Collected data entries:
—————
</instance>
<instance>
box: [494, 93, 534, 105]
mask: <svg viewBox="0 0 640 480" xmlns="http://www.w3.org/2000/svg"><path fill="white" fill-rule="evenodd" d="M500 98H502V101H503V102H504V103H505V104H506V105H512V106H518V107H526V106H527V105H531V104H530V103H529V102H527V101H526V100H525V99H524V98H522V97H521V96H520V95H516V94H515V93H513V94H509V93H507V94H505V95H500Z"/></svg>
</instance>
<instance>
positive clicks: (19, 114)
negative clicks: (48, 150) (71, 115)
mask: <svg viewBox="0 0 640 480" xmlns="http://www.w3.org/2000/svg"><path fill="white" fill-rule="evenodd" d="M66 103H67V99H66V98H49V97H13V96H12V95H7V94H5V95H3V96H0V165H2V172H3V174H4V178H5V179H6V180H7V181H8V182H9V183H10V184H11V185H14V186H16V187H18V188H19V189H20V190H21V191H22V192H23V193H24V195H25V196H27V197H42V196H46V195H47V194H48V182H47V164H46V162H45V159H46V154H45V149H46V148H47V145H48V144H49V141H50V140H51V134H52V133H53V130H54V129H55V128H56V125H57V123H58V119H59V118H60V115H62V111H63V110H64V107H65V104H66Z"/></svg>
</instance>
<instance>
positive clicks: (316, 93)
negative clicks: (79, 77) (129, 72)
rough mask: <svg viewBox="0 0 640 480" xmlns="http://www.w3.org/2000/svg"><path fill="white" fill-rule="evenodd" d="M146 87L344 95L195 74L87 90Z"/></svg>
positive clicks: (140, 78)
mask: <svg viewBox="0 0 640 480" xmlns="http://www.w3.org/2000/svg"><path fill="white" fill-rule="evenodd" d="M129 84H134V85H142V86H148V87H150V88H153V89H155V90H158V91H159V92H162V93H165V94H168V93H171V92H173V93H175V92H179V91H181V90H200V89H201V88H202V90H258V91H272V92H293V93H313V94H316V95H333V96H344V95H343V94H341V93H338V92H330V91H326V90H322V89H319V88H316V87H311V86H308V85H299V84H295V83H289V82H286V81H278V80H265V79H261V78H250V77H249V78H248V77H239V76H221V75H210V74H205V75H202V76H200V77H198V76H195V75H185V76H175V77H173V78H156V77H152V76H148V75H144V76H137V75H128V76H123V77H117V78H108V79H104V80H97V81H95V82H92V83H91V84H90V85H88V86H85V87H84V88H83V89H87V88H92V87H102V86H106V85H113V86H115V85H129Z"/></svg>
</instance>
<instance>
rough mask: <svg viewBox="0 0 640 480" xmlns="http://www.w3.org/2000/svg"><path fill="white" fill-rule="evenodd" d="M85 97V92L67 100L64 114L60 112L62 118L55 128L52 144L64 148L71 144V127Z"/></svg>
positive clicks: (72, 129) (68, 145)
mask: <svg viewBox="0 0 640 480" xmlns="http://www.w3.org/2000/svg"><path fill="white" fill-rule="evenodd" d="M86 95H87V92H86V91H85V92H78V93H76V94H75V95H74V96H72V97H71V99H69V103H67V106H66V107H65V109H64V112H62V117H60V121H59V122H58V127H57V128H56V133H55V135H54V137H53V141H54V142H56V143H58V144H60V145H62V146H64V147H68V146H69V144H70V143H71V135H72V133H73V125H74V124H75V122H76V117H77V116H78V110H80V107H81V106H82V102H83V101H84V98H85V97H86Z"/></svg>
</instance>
—————
» **ACTION ITEM**: Start at the first line of the entries above. Set down each line exactly through the one with "87L344 95L195 74L87", and stop there.

» **SOLUTION FOR THIS EXERCISE**:
</instance>
<instance>
box: [494, 93, 534, 105]
mask: <svg viewBox="0 0 640 480" xmlns="http://www.w3.org/2000/svg"><path fill="white" fill-rule="evenodd" d="M500 98H502V101H503V102H504V103H505V104H506V105H512V106H518V107H526V106H527V105H531V104H530V103H529V102H527V101H526V100H525V99H524V98H522V97H521V96H520V95H516V94H515V93H513V94H509V93H507V94H505V95H500Z"/></svg>
</instance>
<instance>
positive clicks: (19, 114)
negative clicks: (48, 150) (71, 115)
mask: <svg viewBox="0 0 640 480" xmlns="http://www.w3.org/2000/svg"><path fill="white" fill-rule="evenodd" d="M66 103H67V99H66V98H49V97H13V96H12V95H7V94H5V95H3V96H0V165H2V172H3V174H4V178H5V179H6V180H7V181H8V182H9V183H10V184H11V185H14V186H16V187H18V188H19V189H20V190H21V191H22V192H23V193H24V195H25V196H27V197H42V196H46V195H47V194H48V182H47V164H46V162H45V159H46V154H45V149H46V148H47V145H48V144H49V141H50V140H51V134H52V133H53V130H54V129H55V128H56V125H57V123H58V119H59V118H60V115H62V111H63V110H64V107H65V104H66Z"/></svg>
</instance>
<instance>
positive clicks: (316, 93)
negative clicks: (79, 77) (129, 72)
rough mask: <svg viewBox="0 0 640 480" xmlns="http://www.w3.org/2000/svg"><path fill="white" fill-rule="evenodd" d="M146 87L344 95L195 74L87 90Z"/></svg>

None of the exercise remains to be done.